Stated problem:
Copy out every line of the data below without alteration, omitting the pictures.

Exercise inputs:
— BEGIN —

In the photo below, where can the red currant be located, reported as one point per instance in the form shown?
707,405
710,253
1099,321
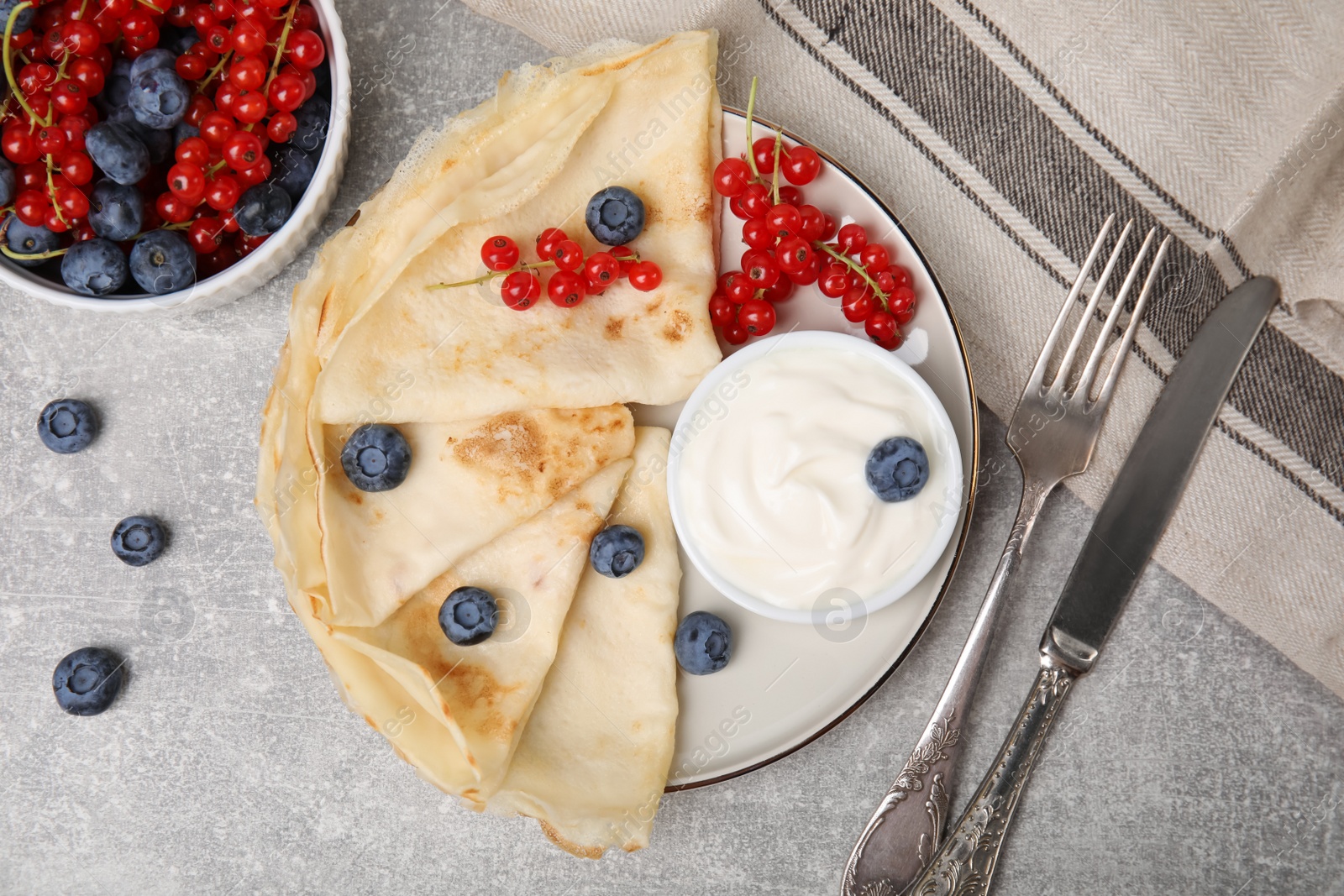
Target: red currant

— END —

Full output:
In the photo below, where can the red currant be located, reported as one point per instance in the form shown?
707,405
710,253
1099,321
Target: red currant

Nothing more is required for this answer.